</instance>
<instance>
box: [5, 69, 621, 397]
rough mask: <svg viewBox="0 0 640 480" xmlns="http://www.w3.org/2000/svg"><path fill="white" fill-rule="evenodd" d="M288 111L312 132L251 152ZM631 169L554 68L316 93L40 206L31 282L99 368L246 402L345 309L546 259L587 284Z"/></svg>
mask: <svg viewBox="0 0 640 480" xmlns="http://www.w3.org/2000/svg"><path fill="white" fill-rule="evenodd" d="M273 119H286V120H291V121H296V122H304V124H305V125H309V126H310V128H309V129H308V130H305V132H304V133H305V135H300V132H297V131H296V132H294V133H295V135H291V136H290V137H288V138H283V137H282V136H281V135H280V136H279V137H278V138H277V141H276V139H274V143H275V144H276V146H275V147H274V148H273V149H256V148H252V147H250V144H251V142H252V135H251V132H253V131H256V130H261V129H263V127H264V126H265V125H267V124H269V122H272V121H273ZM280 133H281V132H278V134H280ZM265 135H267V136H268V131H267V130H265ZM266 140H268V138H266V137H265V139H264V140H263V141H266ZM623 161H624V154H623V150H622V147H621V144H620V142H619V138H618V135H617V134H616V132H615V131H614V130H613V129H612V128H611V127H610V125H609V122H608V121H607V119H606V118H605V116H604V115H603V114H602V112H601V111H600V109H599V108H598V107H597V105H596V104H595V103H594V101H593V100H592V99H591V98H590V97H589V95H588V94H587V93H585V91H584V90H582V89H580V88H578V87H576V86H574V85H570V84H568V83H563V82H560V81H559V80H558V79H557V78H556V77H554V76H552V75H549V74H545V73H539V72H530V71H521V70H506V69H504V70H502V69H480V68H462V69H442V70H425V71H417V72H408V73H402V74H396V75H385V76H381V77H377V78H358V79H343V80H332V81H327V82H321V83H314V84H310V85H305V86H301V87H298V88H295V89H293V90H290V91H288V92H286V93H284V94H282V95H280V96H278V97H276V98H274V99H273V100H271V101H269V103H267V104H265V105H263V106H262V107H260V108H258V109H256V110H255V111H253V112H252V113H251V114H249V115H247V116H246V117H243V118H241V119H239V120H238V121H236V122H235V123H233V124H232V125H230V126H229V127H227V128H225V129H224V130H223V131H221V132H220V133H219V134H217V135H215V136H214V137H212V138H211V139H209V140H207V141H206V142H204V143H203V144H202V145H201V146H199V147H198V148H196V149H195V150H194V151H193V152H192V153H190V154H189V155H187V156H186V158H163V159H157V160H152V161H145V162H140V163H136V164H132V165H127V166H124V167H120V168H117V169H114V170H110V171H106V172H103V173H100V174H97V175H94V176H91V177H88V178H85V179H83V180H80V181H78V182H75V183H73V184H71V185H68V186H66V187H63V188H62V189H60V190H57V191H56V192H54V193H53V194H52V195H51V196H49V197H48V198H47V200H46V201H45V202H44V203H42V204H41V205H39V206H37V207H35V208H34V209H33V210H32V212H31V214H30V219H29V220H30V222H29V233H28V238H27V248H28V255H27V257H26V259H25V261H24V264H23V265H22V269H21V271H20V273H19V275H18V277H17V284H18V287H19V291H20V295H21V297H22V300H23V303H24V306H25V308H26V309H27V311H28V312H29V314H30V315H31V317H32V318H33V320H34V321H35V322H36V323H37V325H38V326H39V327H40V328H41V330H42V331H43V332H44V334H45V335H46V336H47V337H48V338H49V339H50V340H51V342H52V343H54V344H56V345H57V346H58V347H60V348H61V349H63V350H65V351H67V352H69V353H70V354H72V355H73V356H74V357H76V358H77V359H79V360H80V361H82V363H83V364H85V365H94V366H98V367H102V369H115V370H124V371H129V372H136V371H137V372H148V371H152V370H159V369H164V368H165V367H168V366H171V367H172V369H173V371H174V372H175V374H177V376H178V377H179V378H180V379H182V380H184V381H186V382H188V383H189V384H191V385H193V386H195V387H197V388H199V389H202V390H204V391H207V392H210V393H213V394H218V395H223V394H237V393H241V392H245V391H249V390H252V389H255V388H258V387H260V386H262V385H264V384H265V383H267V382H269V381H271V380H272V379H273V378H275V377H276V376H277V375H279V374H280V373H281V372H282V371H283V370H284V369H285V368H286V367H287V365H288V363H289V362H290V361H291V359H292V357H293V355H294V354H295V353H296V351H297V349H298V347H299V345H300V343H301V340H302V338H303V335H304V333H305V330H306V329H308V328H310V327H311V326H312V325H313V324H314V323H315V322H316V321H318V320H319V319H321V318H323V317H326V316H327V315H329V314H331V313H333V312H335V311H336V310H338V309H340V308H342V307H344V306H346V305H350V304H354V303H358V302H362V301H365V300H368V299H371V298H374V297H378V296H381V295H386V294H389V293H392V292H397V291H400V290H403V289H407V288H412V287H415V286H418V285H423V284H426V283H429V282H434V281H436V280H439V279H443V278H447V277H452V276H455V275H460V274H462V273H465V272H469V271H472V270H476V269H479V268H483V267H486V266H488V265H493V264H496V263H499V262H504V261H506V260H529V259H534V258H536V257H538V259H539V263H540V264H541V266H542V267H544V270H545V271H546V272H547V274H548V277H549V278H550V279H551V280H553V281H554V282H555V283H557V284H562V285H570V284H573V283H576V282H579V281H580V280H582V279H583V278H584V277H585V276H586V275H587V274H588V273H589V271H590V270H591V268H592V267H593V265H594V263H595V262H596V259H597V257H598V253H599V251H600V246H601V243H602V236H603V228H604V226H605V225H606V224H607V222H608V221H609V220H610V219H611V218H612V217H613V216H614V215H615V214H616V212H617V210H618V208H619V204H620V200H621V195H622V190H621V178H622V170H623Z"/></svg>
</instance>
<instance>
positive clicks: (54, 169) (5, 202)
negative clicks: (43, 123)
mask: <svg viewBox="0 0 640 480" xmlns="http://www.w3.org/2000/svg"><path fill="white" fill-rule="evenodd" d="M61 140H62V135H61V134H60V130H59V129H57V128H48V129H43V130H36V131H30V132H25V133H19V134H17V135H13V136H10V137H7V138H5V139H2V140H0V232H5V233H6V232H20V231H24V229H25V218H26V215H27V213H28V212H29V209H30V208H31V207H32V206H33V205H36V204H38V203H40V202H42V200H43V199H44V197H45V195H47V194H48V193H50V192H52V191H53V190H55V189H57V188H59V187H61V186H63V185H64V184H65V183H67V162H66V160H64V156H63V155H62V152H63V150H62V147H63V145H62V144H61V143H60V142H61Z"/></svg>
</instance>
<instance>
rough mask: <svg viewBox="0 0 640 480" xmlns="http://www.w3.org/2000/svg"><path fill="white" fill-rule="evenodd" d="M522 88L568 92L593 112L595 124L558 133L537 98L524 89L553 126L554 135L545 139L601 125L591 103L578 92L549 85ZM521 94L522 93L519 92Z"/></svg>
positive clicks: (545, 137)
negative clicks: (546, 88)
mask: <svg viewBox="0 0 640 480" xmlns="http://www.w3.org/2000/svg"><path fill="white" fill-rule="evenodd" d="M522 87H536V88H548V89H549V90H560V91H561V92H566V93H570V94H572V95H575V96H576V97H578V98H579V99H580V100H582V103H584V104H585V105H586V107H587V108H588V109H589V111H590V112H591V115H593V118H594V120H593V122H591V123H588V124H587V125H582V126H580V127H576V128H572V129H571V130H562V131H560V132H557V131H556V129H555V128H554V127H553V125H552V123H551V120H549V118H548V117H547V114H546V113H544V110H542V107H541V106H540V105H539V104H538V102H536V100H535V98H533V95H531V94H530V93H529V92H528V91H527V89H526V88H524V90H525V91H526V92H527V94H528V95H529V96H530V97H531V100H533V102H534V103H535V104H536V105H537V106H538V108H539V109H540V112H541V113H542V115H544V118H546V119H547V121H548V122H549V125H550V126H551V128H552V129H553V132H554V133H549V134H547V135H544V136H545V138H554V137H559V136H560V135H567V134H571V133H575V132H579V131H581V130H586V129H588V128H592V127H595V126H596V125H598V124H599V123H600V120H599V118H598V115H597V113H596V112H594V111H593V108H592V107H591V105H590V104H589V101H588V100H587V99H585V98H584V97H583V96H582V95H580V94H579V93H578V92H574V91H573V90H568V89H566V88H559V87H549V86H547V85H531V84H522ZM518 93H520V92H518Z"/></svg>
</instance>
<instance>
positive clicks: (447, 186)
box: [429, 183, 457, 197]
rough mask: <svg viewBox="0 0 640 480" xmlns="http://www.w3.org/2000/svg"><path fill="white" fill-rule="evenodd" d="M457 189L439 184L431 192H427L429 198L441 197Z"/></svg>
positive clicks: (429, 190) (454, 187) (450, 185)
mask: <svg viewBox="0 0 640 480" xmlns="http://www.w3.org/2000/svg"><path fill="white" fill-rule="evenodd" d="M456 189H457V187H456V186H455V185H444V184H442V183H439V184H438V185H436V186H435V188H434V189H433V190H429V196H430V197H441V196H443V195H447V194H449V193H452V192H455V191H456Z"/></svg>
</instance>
*****
_Goal of the exercise_
Above this task is a listing. Restate, word for word and with nothing added, the lines from the one with "box: [429, 183, 457, 197]" through the one with "189L439 184L431 192H427L429".

_Result of the exercise_
box: [429, 183, 457, 197]
rough mask: <svg viewBox="0 0 640 480" xmlns="http://www.w3.org/2000/svg"><path fill="white" fill-rule="evenodd" d="M457 189L439 184L431 192H427L429 198L441 197Z"/></svg>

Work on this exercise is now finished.